== Aim of the task ==
Only the lines from the one containing "For this evaluation, locate the bare" through the final line of the material below should be output, exactly as they stand.

== Task input ==
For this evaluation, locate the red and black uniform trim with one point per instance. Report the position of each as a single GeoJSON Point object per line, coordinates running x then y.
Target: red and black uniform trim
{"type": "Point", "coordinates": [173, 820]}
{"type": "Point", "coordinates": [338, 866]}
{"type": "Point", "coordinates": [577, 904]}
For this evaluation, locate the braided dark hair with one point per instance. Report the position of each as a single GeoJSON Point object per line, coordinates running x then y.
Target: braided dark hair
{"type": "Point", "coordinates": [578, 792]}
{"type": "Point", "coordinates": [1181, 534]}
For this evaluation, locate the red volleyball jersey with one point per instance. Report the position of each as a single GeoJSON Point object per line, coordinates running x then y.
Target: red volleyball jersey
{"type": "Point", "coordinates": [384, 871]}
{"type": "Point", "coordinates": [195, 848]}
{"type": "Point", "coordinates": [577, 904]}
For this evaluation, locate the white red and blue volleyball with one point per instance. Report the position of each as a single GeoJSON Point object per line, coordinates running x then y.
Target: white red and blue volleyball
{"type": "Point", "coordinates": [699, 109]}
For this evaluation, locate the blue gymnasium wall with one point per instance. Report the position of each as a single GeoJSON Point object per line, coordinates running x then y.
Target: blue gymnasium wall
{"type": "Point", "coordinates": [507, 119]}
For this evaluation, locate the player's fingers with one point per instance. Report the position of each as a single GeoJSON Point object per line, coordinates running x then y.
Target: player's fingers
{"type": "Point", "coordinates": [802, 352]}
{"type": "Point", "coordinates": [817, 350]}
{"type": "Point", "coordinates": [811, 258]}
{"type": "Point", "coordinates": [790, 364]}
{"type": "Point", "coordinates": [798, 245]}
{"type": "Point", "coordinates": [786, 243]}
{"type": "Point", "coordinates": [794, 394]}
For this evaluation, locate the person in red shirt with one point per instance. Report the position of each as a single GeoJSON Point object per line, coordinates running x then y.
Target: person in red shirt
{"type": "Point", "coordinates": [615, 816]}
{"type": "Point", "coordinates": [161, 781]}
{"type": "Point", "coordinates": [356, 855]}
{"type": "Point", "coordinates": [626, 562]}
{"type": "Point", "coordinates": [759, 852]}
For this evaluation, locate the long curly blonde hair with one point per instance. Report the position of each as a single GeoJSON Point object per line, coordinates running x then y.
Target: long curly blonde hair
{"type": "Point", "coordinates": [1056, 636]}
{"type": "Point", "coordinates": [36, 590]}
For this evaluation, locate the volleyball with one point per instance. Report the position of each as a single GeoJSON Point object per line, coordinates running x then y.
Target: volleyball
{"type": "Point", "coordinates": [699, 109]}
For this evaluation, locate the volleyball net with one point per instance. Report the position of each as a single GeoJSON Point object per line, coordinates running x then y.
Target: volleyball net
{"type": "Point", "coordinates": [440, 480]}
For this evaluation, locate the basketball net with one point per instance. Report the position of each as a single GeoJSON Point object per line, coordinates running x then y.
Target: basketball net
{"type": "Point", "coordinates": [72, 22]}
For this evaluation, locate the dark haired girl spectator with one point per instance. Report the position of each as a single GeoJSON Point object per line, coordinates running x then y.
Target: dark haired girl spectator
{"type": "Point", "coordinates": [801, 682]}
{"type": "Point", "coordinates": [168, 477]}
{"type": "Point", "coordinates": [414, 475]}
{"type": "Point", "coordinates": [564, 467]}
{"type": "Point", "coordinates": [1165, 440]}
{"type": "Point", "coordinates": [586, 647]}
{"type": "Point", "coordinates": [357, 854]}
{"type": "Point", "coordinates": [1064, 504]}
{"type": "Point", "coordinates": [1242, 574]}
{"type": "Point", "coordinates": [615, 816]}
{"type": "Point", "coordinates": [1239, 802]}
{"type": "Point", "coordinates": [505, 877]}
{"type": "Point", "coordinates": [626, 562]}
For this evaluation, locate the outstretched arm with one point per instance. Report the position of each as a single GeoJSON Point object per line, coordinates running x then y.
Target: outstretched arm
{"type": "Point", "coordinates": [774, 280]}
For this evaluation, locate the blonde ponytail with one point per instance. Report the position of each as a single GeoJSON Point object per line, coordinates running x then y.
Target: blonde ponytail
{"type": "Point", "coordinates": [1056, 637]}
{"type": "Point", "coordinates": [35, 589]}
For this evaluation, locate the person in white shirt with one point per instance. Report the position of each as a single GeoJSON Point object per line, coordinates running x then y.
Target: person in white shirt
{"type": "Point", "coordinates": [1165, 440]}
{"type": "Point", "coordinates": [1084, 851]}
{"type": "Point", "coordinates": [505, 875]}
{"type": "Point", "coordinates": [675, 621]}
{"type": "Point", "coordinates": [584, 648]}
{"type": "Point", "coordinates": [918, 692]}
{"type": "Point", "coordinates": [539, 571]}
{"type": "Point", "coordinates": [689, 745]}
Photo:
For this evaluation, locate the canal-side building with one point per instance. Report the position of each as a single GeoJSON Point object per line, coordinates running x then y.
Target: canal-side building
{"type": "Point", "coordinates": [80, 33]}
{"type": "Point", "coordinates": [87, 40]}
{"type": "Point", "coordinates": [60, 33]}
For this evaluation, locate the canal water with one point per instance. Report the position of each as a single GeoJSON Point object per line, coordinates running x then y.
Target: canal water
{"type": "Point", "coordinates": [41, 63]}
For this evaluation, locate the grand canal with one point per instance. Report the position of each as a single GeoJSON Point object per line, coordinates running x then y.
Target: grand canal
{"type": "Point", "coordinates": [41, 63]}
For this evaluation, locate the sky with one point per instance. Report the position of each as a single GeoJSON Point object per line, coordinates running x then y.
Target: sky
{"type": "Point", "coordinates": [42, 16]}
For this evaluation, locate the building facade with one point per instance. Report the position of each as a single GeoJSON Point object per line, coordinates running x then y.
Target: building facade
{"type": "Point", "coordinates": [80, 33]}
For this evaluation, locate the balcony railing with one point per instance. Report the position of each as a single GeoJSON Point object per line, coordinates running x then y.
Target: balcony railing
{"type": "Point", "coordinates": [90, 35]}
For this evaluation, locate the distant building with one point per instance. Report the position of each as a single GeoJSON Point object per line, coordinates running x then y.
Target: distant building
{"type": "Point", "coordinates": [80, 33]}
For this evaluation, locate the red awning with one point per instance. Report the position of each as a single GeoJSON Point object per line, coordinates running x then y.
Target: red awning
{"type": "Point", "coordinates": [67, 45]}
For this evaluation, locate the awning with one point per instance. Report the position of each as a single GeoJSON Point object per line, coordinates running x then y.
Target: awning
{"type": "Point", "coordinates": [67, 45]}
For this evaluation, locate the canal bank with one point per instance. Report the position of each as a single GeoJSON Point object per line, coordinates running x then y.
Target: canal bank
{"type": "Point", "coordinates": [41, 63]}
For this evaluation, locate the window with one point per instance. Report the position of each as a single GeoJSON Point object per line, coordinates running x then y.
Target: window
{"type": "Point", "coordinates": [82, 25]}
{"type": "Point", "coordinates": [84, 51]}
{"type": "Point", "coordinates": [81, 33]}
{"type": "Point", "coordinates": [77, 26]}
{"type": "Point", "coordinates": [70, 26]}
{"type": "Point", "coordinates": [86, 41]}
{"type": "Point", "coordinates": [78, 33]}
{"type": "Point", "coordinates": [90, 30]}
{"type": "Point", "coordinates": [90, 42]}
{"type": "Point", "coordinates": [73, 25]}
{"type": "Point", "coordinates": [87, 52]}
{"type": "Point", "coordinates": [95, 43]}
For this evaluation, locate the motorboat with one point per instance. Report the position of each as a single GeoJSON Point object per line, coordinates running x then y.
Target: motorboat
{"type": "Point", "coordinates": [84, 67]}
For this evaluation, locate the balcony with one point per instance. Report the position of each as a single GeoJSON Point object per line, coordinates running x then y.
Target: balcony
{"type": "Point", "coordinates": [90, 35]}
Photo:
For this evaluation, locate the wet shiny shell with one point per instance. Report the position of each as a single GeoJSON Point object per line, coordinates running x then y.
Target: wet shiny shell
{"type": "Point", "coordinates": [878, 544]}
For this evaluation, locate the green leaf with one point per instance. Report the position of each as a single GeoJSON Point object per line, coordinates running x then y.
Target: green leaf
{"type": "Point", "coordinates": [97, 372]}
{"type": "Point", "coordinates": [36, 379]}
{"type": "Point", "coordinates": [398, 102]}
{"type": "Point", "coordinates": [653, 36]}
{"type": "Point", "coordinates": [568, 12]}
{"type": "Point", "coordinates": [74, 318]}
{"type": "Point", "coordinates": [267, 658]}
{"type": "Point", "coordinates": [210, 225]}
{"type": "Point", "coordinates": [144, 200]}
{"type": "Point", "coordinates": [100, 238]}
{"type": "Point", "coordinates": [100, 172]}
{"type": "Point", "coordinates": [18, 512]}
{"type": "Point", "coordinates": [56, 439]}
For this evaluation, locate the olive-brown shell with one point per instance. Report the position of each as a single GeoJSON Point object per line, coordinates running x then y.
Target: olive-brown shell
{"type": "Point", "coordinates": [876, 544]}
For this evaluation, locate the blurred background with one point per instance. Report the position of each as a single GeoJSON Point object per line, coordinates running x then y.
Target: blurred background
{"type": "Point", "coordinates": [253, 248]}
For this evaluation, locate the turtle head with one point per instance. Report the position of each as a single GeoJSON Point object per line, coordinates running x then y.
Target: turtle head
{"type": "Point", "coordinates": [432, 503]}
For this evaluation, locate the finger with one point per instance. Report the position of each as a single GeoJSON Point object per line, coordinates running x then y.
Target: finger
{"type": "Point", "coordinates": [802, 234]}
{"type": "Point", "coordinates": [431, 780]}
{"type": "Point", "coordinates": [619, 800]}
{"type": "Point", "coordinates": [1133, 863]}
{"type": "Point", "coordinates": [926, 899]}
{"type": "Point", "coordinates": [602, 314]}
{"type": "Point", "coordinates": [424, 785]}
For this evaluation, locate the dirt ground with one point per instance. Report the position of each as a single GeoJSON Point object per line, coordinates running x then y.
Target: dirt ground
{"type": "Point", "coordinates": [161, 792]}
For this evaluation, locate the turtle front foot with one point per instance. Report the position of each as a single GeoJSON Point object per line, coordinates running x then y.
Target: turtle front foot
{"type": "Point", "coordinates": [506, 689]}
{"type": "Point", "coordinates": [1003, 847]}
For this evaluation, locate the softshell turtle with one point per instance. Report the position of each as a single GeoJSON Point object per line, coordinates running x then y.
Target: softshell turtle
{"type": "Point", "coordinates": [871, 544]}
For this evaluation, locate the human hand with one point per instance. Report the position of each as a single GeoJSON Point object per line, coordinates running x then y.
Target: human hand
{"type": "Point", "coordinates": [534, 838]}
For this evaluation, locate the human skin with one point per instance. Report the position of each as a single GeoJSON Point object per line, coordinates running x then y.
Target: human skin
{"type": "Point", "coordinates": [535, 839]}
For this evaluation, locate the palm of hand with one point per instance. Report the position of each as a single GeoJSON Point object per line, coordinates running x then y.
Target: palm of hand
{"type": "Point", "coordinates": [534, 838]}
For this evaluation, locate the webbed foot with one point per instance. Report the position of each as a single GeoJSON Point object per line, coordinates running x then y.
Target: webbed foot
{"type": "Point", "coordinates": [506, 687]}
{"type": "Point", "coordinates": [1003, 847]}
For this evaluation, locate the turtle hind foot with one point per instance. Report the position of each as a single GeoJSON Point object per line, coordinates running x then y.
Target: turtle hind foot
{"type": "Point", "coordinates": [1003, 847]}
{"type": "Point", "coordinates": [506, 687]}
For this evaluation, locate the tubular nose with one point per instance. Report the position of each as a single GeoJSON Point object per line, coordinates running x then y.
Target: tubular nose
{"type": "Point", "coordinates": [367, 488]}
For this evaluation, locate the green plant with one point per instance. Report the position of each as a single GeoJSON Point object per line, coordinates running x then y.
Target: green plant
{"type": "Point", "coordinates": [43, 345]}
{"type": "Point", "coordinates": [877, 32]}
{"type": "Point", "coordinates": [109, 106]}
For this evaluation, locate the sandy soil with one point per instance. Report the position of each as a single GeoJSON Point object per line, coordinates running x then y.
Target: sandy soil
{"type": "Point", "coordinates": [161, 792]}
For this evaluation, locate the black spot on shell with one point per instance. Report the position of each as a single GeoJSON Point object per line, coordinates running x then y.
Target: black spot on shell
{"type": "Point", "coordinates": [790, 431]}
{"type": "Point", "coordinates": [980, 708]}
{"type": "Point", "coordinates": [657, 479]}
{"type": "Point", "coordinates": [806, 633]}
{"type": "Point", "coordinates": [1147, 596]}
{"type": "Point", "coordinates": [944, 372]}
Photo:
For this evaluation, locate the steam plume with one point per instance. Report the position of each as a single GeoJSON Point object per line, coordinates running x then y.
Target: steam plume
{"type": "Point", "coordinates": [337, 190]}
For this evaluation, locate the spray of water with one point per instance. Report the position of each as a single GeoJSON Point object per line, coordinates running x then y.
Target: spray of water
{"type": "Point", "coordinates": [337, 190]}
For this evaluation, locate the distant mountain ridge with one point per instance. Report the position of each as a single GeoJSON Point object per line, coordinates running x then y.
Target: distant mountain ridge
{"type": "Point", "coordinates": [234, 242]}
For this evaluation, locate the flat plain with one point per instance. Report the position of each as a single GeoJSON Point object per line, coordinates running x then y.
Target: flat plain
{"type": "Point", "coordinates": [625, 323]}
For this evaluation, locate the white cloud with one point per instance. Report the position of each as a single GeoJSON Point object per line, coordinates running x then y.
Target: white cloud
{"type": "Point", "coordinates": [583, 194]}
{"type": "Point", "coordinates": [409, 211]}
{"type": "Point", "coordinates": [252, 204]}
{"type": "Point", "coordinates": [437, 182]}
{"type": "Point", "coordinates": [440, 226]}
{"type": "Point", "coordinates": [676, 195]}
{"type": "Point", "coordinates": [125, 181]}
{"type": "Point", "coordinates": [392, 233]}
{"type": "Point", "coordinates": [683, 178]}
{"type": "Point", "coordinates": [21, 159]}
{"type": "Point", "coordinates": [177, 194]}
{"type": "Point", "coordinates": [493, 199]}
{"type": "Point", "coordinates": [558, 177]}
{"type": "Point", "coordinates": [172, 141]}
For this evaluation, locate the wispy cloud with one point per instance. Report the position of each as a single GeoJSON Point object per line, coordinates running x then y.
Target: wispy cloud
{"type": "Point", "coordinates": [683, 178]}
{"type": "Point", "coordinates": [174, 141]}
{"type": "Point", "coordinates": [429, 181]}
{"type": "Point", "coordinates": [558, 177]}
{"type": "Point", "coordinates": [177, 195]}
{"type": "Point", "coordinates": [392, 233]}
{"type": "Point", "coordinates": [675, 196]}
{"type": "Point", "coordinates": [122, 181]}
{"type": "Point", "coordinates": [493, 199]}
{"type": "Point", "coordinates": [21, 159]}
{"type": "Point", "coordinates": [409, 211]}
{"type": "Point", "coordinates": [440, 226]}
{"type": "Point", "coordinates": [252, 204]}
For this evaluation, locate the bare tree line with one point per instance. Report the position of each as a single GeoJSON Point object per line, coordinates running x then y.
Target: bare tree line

== Solution below ==
For this evaluation, locate the bare tree line with one point per instance. Report the position of each as a single GeoJSON Point object per line, coordinates running x then y.
Target: bare tree line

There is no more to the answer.